* [Exercise directions]: Rewrite the data from its start through the line holding "(667, 83), (802, 419)", inclusive, with the requests kept and each bounding box coordinate in the answers shifted up by 59. Leave out the pictures.

(Extracted data entries)
[start]

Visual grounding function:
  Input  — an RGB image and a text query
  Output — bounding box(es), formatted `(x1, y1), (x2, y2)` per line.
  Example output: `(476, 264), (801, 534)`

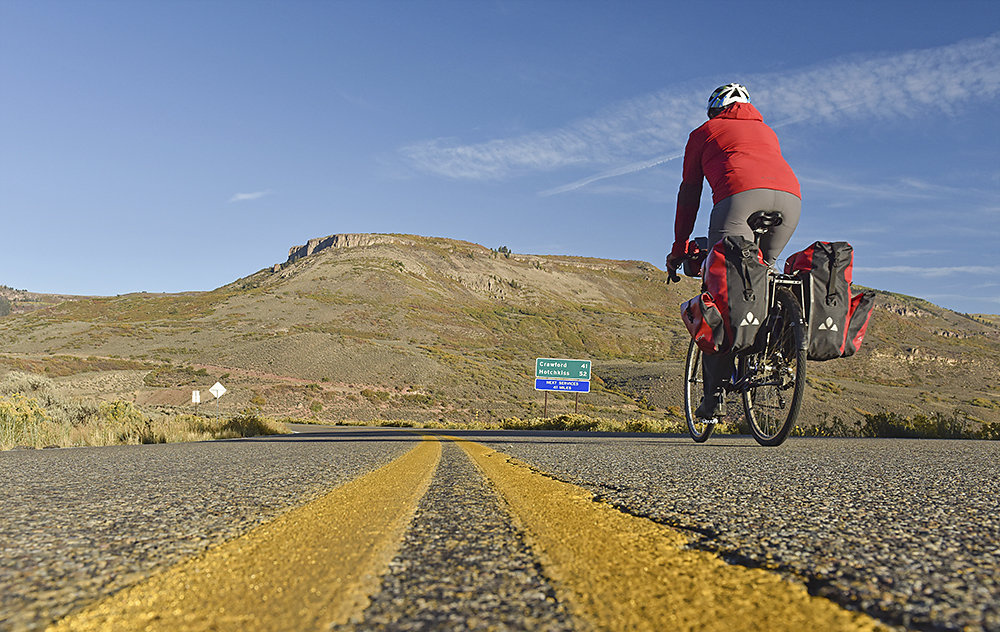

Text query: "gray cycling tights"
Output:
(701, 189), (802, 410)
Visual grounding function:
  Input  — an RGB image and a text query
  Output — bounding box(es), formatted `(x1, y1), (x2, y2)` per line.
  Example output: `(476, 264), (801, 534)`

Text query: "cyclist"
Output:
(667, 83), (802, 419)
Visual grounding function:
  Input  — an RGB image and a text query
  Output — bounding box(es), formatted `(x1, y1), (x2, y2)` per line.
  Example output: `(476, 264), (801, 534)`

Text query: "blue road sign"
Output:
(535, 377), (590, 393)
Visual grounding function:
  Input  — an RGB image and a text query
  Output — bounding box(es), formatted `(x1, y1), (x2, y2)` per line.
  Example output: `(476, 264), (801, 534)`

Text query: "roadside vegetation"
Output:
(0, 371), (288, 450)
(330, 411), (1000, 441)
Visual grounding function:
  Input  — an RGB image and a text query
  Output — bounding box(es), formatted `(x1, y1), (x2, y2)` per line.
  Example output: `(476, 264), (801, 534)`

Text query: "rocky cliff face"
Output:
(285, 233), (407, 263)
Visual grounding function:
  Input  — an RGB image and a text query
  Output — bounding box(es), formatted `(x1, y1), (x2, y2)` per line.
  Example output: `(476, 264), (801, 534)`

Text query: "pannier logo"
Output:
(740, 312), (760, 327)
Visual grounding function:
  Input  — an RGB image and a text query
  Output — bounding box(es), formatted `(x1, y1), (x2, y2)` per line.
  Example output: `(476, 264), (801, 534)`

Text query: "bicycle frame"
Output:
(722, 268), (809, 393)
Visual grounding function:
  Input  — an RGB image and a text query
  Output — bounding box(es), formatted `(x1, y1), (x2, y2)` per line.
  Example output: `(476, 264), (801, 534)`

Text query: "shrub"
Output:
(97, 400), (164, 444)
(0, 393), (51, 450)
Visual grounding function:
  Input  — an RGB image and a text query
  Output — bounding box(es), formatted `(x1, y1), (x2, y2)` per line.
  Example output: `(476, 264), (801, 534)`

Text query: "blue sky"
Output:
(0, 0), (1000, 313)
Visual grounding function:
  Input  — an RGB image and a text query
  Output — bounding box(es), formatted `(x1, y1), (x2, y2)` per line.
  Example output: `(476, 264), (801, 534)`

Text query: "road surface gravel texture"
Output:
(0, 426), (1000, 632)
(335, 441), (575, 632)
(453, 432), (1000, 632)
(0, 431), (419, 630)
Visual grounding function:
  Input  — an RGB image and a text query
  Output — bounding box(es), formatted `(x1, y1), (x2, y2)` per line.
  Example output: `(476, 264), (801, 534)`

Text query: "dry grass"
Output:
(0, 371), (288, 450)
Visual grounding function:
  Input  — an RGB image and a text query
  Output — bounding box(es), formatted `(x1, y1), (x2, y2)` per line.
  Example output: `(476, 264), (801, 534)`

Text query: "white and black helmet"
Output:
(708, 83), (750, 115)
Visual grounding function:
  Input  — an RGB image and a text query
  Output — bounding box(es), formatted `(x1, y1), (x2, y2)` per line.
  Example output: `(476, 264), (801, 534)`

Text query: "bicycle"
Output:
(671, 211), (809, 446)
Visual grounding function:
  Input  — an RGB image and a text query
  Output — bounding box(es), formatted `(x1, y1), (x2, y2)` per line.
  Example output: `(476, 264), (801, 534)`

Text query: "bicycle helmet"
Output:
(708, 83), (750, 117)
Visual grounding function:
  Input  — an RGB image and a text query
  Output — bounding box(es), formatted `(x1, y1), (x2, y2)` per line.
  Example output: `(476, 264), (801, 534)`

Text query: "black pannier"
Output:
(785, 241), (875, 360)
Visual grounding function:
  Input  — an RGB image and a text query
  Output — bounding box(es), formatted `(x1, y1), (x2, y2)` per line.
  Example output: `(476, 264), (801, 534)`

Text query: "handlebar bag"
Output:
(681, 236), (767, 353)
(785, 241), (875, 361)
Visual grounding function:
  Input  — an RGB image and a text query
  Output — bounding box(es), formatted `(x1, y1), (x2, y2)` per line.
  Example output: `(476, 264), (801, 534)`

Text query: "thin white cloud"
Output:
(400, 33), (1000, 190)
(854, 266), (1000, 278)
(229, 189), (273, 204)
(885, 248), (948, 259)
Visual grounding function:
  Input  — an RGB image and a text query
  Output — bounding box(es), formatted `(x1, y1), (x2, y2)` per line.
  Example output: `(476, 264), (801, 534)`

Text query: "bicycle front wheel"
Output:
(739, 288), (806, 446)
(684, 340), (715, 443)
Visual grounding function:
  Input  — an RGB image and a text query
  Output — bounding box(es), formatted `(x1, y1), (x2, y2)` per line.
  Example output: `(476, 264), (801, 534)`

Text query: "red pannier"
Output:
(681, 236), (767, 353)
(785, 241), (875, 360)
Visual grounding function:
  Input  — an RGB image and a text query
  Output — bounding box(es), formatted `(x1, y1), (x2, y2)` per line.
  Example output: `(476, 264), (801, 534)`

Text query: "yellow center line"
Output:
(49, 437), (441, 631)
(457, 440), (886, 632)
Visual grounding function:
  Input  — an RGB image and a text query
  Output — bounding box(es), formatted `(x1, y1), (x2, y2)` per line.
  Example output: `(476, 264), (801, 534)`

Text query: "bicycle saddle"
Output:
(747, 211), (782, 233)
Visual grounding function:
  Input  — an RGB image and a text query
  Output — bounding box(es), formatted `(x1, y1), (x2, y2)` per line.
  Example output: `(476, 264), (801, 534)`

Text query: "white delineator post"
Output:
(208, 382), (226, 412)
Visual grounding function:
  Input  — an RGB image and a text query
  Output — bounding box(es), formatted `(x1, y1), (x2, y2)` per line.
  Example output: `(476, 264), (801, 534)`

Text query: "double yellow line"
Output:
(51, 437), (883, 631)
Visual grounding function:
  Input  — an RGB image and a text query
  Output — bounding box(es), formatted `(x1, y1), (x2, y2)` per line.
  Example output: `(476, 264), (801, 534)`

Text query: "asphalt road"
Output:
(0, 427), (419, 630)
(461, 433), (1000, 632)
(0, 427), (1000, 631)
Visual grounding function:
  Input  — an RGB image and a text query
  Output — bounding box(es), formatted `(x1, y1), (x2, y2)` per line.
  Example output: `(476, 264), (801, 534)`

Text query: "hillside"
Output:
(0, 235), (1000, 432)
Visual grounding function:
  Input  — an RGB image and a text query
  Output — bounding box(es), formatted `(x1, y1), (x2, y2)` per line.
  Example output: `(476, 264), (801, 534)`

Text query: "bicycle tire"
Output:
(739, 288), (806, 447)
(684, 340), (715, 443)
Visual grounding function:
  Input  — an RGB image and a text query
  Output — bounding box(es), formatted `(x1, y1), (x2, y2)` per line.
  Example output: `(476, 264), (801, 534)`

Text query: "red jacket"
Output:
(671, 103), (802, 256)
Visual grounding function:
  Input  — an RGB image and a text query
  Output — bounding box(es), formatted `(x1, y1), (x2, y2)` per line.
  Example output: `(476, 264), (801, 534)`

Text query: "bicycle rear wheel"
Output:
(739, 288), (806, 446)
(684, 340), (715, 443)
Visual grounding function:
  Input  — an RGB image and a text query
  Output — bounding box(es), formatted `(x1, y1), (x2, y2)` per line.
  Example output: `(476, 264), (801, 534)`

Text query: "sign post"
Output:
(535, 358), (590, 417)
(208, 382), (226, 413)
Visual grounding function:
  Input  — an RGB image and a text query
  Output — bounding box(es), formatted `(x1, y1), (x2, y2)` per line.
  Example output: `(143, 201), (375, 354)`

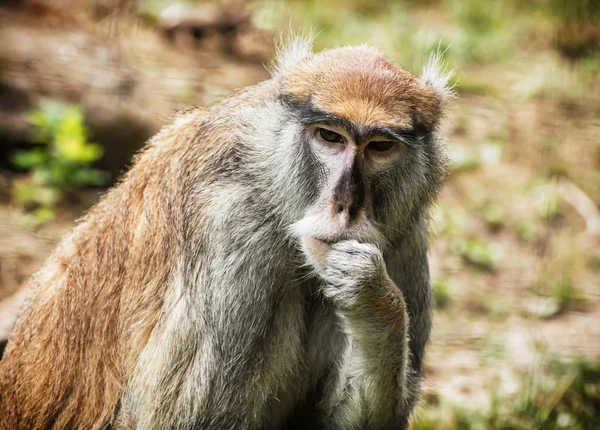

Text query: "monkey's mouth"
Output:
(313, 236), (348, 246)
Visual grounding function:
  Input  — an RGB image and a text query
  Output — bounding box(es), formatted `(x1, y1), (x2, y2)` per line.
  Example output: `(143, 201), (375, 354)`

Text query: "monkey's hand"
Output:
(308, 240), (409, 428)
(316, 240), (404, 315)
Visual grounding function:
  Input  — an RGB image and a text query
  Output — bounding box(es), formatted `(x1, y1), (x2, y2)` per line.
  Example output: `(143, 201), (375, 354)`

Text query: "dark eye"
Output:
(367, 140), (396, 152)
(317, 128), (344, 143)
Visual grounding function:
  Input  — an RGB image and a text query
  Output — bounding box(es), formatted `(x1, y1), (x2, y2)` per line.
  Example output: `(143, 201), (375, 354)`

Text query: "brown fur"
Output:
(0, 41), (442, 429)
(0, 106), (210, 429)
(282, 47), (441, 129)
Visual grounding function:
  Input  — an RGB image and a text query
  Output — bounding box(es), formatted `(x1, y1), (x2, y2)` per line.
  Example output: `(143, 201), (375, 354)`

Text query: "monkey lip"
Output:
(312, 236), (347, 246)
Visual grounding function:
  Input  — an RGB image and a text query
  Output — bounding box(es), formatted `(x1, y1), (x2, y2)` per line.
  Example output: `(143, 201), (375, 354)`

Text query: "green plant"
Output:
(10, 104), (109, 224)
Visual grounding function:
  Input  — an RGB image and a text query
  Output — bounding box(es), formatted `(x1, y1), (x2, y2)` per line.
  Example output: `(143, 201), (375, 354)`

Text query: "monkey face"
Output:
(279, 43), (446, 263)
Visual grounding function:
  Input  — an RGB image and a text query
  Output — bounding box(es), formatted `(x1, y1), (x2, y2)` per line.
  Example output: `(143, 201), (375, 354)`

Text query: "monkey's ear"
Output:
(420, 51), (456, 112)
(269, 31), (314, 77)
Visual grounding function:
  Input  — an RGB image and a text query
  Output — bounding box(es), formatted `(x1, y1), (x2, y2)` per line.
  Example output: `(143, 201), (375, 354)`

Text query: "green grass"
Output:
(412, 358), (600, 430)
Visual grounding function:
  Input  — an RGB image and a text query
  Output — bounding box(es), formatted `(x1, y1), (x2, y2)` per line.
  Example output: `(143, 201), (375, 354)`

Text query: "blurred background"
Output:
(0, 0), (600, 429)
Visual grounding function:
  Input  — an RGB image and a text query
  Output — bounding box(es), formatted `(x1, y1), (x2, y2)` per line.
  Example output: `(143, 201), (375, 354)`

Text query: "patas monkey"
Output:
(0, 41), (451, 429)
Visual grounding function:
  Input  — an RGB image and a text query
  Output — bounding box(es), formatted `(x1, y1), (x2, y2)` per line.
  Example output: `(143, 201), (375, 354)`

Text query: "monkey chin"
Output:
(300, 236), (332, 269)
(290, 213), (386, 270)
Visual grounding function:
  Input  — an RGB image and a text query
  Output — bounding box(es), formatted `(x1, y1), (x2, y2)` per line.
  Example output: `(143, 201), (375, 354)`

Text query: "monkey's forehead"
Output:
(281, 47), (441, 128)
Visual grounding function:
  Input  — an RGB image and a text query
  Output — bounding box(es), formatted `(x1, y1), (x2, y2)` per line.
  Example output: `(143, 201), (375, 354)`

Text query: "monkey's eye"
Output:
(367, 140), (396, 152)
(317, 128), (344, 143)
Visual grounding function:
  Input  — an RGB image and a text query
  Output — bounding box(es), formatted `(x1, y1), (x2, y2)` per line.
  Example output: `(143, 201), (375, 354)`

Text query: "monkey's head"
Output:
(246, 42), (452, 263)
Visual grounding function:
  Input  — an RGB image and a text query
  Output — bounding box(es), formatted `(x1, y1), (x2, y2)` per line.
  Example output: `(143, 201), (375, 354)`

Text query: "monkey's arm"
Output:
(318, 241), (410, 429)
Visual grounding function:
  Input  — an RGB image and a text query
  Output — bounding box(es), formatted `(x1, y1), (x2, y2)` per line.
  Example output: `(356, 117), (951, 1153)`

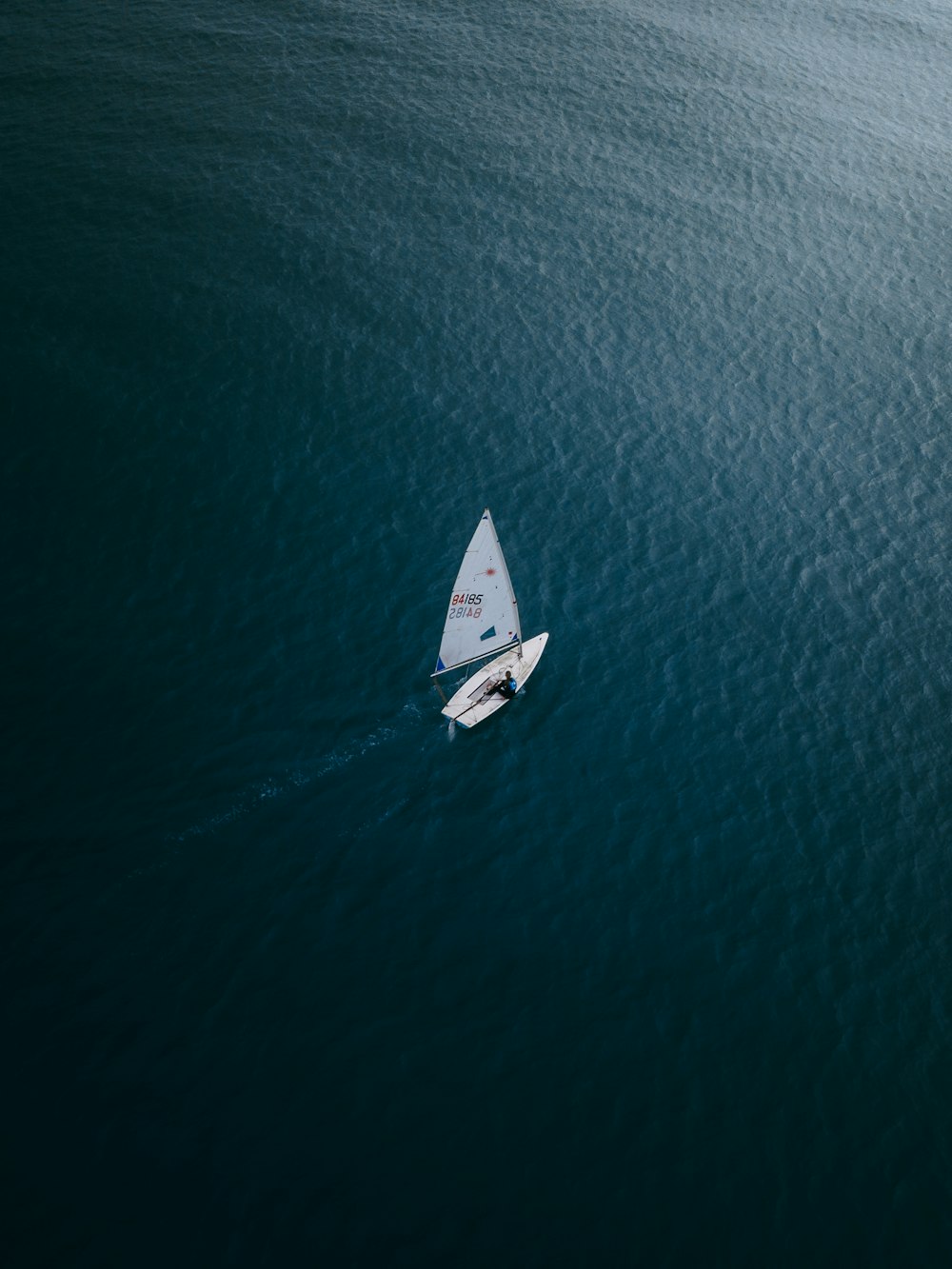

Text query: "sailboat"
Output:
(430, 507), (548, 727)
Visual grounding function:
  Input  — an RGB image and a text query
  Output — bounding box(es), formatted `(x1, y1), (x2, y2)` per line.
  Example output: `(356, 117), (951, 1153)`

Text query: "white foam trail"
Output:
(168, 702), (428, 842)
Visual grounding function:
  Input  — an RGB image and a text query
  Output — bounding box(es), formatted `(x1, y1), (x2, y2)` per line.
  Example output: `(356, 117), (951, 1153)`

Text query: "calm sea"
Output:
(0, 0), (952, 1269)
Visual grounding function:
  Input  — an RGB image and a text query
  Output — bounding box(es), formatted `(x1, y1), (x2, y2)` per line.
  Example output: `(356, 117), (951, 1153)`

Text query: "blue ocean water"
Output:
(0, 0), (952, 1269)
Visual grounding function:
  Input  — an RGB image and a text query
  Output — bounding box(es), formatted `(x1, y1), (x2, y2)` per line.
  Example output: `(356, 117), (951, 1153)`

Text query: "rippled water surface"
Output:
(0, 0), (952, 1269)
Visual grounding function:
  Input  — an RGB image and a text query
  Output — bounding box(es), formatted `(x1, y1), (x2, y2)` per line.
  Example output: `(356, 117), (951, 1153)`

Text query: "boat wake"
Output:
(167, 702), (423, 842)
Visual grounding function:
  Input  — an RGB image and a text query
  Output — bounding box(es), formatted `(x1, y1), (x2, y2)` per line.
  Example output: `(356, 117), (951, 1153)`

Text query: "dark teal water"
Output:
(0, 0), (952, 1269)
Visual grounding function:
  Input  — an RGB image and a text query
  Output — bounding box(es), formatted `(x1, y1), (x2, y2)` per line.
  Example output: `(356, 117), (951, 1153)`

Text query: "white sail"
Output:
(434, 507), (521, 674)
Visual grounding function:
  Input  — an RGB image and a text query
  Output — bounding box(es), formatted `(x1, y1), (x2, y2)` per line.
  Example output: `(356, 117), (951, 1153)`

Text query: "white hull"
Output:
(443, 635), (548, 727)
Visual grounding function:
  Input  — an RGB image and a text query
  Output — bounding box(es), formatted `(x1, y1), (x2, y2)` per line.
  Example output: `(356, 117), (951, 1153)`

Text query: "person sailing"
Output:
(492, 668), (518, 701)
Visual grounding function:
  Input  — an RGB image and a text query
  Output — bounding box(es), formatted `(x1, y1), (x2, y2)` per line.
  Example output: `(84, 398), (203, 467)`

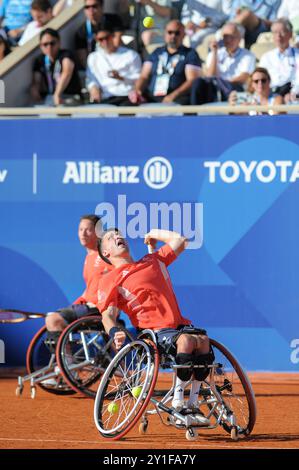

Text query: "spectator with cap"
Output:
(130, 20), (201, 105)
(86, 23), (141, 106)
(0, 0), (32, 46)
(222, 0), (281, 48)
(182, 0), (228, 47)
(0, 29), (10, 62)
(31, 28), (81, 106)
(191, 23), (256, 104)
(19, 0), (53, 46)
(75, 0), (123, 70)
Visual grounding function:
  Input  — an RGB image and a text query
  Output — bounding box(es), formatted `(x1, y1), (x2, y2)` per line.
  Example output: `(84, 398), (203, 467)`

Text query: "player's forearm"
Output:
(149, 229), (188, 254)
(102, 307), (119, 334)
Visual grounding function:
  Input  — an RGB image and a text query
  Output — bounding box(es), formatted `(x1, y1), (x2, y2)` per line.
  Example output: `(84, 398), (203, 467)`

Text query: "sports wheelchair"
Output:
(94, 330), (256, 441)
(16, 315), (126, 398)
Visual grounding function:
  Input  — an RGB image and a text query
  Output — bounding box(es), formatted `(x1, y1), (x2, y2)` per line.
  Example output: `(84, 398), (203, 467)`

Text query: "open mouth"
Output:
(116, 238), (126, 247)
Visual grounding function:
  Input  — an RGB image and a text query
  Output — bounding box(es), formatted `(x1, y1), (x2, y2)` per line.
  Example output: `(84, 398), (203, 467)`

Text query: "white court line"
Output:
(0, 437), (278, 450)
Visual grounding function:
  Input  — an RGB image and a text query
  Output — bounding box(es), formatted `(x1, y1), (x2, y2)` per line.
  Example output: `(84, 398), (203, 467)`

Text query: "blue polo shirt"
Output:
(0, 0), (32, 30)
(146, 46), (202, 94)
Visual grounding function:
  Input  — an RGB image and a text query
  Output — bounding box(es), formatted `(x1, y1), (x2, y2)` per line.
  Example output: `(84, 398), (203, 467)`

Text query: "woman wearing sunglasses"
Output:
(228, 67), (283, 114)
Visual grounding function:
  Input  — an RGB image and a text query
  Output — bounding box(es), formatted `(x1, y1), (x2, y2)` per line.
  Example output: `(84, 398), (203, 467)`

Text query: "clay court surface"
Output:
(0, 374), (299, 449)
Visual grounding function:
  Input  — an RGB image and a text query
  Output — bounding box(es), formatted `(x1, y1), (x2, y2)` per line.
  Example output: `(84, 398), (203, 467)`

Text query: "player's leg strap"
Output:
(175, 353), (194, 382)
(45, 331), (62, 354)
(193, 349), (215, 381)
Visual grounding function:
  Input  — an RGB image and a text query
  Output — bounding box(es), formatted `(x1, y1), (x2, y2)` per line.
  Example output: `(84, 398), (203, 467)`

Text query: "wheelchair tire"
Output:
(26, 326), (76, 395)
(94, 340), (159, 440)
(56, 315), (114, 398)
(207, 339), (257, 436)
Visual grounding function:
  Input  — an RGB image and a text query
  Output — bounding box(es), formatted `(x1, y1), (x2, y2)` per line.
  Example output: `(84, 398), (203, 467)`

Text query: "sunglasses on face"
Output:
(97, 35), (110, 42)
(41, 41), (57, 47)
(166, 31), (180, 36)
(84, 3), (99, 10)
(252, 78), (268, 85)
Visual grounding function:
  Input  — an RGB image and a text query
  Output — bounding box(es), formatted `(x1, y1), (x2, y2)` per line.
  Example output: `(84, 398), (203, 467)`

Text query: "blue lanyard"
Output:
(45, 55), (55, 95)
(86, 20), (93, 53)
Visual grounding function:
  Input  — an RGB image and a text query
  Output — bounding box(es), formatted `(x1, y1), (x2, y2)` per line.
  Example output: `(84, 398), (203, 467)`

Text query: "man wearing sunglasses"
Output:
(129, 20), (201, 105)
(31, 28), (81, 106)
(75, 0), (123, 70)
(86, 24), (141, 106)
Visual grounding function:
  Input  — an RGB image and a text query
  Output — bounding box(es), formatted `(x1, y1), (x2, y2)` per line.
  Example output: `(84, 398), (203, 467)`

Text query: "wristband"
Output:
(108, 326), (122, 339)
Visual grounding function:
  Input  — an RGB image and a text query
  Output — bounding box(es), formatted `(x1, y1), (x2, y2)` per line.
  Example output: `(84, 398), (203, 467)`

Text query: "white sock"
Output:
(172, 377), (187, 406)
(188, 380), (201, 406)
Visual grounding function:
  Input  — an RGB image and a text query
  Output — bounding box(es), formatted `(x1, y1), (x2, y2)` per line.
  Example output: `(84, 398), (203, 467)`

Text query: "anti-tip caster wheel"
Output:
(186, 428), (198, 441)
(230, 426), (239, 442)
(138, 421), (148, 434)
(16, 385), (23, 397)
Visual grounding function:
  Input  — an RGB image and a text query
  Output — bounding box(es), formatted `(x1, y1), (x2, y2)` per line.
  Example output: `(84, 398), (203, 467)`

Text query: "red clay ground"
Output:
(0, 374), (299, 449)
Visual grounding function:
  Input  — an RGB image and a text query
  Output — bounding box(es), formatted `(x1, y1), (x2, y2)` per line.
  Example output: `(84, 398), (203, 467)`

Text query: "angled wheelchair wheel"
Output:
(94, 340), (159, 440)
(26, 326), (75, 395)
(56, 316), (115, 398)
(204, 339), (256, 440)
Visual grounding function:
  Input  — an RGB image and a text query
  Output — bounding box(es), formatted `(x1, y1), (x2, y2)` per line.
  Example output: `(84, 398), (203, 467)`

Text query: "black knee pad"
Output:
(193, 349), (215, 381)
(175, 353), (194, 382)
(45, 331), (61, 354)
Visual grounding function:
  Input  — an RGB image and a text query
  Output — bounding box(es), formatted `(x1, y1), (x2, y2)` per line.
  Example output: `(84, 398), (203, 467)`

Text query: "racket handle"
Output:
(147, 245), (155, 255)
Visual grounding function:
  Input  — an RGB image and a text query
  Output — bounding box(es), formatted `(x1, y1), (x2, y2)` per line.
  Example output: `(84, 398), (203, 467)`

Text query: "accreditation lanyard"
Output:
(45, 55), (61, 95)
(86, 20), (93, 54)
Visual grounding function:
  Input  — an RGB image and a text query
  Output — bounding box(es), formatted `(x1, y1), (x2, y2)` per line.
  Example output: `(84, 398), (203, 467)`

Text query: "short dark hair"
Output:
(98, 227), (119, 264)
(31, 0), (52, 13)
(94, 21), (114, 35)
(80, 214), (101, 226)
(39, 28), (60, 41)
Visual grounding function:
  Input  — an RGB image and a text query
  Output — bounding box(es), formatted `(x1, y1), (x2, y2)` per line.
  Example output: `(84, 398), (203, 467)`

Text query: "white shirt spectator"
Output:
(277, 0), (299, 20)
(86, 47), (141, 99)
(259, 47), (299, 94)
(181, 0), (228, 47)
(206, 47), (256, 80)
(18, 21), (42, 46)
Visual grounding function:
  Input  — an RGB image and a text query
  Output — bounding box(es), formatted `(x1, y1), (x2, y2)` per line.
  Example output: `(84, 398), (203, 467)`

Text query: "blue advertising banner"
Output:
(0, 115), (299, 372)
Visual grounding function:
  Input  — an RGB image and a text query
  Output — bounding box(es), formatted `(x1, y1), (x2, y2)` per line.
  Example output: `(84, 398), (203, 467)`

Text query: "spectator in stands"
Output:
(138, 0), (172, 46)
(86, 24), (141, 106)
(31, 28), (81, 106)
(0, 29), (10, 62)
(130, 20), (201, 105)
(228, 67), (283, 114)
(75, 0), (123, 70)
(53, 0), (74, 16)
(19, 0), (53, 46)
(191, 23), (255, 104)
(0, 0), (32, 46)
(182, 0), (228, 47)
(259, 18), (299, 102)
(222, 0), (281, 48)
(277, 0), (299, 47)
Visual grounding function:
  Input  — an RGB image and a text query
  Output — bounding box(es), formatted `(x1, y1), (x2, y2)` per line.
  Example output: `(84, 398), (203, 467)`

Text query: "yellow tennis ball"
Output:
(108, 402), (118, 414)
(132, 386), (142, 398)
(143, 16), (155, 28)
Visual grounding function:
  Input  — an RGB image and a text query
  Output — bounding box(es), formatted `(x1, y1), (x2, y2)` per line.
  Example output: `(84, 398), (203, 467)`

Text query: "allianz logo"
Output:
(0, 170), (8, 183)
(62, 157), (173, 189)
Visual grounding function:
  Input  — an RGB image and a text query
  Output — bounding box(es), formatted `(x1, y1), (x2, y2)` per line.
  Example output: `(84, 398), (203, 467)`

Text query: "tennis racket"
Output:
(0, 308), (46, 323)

[end]

* [Answer to the exercise]:
Visual grounding function:
  Input  — an RGB image and a text query
  Output — bounding box(es), formatted `(x1, y1), (x2, y2)` per line.
  Example output: `(476, 264), (801, 534)`


Text query: "gray cycling tights"
Output:
(760, 248), (861, 469)
Visual grounding function:
  Input  — an RGB image and a text query
  Output — bounding box(es), formatted `(x1, y1), (x2, y2)` per line.
  Example output: `(476, 264), (801, 534)`

Text query: "cyclist"
Output:
(726, 142), (861, 478)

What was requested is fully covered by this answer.